SOURCE MATERIAL:
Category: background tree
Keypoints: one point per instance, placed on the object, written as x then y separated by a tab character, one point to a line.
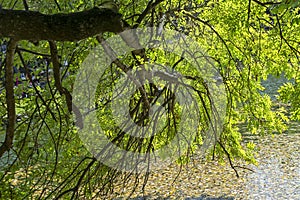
42	152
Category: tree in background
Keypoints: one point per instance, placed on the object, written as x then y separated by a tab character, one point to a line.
42	152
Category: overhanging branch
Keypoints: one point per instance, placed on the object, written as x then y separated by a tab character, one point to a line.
35	26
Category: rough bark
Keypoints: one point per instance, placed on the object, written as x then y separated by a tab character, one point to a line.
35	26
10	99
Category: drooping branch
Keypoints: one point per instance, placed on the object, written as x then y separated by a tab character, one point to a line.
35	26
10	99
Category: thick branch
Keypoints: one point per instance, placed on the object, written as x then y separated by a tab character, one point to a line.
10	100
30	25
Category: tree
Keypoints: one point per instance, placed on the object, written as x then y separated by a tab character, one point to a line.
247	41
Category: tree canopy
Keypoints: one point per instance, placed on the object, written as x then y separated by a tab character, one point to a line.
44	44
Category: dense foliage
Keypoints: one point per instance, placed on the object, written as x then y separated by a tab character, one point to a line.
248	41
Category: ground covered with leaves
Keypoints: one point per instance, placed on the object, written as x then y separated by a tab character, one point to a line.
277	175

WRITTEN REQUEST: Turn every line of the rows above into a Markdown table with the columns "Line No." and "Content", numbering each line in order. Leave out blank lines and the pictures.

WORKED ANSWER:
| Line No. | Content |
|---|---|
| 1 | Category: background tree |
| 2 | Keypoints: one point per instance, placed on the object, written as x then y separated by a tab character, one point to a line. |
| 3 | 42	152 |
| 4 | Category: tree in background |
| 5 | Keypoints: one point per instance, placed on the object, written as x then y separated by a tab character, one point to a line. |
| 6 | 42	152 |
| 7 | Category: overhanging branch |
| 8 | Keypoints: one point per instance, placed on the object, written as x then y separated by a tab character, one point to a line. |
| 9 | 35	26 |
| 10 | Category: rough bark |
| 11 | Keypoints: one point per instance, placed on the object, written as x then y separated by a tab character, one point to a line. |
| 12 | 35	26 |
| 13 | 10	99 |
| 14 | Category: drooping branch |
| 15 | Keypoints: one point per instance, placed on the object, written as x then y separated by a tab character, one point to a line. |
| 16 | 35	26 |
| 17 | 10	99 |
| 18 | Category: thick branch |
| 19 | Keypoints: one point per instance, placed on the object, written as x then y separated by a tab character, one point to a line. |
| 20 | 10	100 |
| 21 | 30	25 |
| 22 | Category: tree |
| 23 | Keypoints: one point per instance, placed on the object, written as x then y separated by a tab character, one point to a line. |
| 24 | 247	41 |
| 25 | Category: tree canopy |
| 26 | Keypoints: one point per instance, placed on the object, written as x then y separated by a tab character, one point to a line. |
| 27 | 44	44 |
| 28 | Category: dense foliage |
| 29 | Keypoints: one point per instance, placed on the object, written as x then y separated by a tab character, one point to a line. |
| 30 | 248	41 |
| 31 | Category: ground covered with leaves |
| 32 | Keypoints: one point per instance, placed on the object, written as x then y separated by a tab character, one point to a line. |
| 33 | 277	175 |